• [Goal of the exercise]: Output every one of the entries below again, word for word and without any change.

• [Box-labeled dataset extracts]:
——————————

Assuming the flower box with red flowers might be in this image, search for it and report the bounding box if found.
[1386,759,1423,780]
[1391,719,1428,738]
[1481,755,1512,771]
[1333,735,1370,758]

——————————

• [Correct result]:
Assuming the flower box with red flowers might be in this image, search for it and report the bounding box if found.
[1386,759,1423,780]
[1391,719,1428,738]
[1481,755,1512,771]
[1333,735,1370,758]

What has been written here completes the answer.